Thursday 15 August 2013

Support Integrity

When local roadworks first significantly delayed my journey I got straight on to twitter to ask for details. I was told "they'll be completed by 4th of August". This meant an estimated duration of 4 weeks (for the roadworks not the journey :-)). Yesterday 10 days after this initial deadline I was caught in a traffic jam again as a result of the roadworks. The Twitter response this time was "closure has been extended and we don't have a completion date from the contractors".

I'm not sure where to start with my disbelief:
  • That the initial estimate was so wrong - currently 50%
  • That as a result of this overrun no completion date had been communicated *
  • That no reason has been given for the original estimate being soooo inaccurate
Which makes me wonder if the issue really is ineffective project management on behalf of the contractor and fife council or if in fact its more about us not being told the truth at the start?

++++++

> [What to work on]
- A) In the roadworks post, what completion date were the roadworks first given?
- B) Repeat the roadworks post word for word, everything from "I'm not sure" down to "at the start?".
- C) Carry on writing the roadworks post from the point where it stops.

++++++

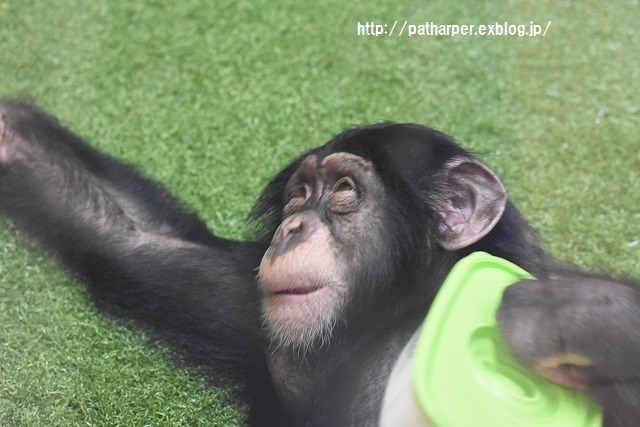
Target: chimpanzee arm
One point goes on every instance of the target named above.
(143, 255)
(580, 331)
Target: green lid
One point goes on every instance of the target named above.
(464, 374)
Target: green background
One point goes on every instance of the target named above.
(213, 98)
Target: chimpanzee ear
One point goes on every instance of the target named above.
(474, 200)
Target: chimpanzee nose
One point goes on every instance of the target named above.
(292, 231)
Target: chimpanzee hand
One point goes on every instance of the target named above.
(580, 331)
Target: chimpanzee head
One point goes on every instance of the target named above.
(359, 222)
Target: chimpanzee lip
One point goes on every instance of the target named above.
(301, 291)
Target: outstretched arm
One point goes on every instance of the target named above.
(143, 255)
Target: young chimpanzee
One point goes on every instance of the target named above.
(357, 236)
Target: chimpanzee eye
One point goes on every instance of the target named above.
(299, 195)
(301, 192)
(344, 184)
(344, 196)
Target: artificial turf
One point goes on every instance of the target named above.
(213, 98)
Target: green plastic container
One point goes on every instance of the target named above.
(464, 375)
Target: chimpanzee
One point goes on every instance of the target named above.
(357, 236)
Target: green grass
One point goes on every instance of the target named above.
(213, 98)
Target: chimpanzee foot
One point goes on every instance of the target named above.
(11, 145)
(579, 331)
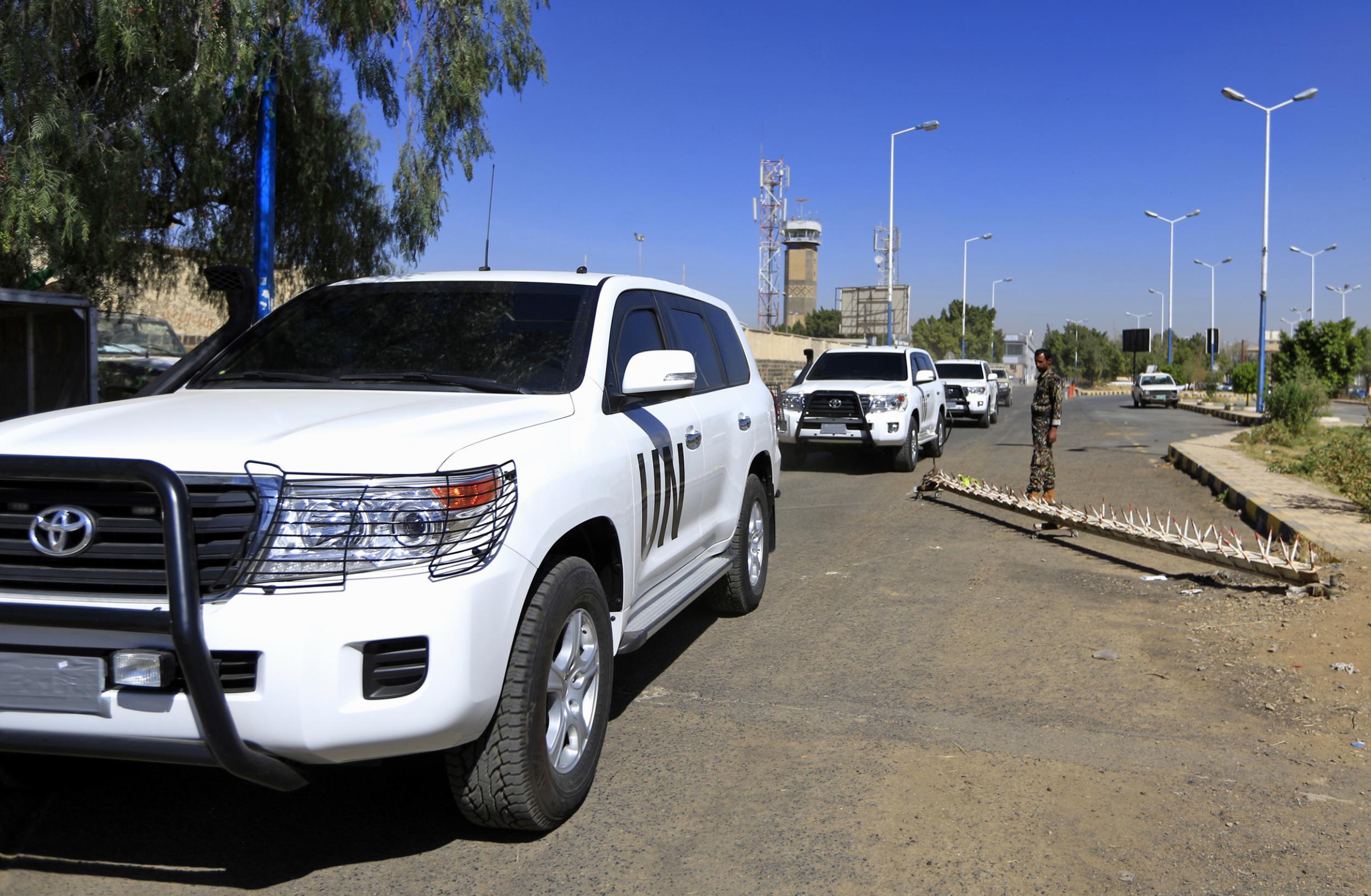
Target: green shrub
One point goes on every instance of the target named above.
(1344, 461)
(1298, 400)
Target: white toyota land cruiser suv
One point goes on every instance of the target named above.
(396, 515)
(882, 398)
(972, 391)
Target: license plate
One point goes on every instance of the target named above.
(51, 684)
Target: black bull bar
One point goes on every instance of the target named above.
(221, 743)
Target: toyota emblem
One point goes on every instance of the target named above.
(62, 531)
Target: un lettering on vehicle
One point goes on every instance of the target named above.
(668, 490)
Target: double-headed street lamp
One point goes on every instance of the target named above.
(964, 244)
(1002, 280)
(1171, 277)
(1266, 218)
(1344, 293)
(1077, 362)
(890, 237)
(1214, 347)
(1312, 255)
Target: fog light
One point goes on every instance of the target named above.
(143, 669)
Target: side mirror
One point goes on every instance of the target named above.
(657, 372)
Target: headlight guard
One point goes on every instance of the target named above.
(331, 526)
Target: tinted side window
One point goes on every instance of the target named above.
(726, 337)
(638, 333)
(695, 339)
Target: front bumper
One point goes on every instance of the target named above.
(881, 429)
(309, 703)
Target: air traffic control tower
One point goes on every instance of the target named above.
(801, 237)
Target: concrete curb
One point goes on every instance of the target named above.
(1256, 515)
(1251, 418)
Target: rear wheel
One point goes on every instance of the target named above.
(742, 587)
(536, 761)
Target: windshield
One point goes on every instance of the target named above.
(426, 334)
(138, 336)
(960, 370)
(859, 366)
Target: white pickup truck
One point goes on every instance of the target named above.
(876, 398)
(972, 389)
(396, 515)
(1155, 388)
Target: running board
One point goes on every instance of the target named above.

++++++

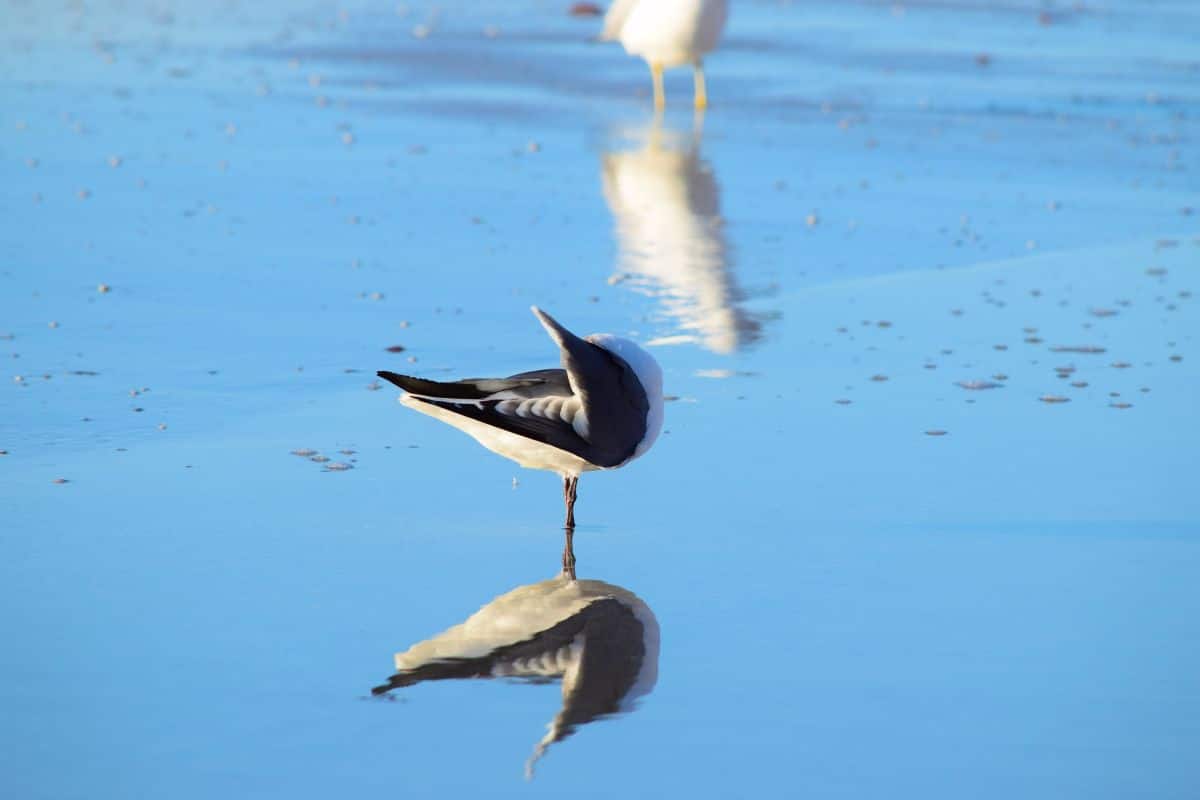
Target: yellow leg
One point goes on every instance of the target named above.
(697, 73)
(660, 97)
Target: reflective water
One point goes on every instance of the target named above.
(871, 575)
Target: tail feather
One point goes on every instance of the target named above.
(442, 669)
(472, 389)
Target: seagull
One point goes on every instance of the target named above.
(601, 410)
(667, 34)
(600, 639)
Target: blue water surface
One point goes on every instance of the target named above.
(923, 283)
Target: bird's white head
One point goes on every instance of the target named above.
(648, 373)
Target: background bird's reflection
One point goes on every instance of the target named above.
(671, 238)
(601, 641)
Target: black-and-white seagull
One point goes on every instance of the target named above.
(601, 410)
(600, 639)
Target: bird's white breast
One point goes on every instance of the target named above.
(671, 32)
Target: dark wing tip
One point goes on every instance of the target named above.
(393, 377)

++++++

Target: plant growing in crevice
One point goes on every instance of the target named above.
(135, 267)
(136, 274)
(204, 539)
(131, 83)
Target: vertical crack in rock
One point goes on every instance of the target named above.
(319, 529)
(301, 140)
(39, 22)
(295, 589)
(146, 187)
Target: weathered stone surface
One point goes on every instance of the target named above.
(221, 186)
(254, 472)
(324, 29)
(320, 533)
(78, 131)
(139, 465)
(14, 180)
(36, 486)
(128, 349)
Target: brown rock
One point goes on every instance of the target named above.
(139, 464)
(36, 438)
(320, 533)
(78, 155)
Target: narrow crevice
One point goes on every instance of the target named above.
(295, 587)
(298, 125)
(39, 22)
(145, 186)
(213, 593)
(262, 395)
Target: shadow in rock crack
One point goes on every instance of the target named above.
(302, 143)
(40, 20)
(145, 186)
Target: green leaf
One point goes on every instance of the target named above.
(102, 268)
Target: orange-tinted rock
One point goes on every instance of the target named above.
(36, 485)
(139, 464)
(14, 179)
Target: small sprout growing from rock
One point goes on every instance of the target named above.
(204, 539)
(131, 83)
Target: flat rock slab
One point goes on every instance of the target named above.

++++++

> [Answers to the exercise]
- A) The 4th of August.

- B)
I'm not sure where to start with my disbelief:
  • That the initial estimate was so wrong - currently 50%
  • That as a result of this overrun no completion date had been communicated *
  • That no reason has been given for the original estimate being soooo inaccurate
Which makes me wonder if the issue really is ineffective project management on behalf of the contractor and fife council or if in fact its more about us not being told the truth at the start?

- C)
The roadworks are at an intersection. Two of the roads are major routes into the town with one of them also being fed by a large estate. It's also the main route from those two directions to the main high school in this area. For anyone travelling in that direction the alternative route into town and beyond is over 30 minutes. In other words there's little alternative but to stay in a queue for 25 minutes. (I saw a bus earlier outside my house catch up with the one in front of it. Which I now realise will have been as a result of them both getting caught in the congestion.)

I suspect anyone delivering a response that congestion in this area would last for more than 4 weeks, and would therefore finish after the summer holidays would have been shot down in flames. The residents, police, bus companies and visitors would have said "No! Find an alternative plan to do what you're doing."

We've all been on the receiving end of situations like this. We ask when something will be  completed by and we get a response the person thinks we want to hear rather than the truth. After all, as the saying goes, "it's often easier to ask forgiveness than permission."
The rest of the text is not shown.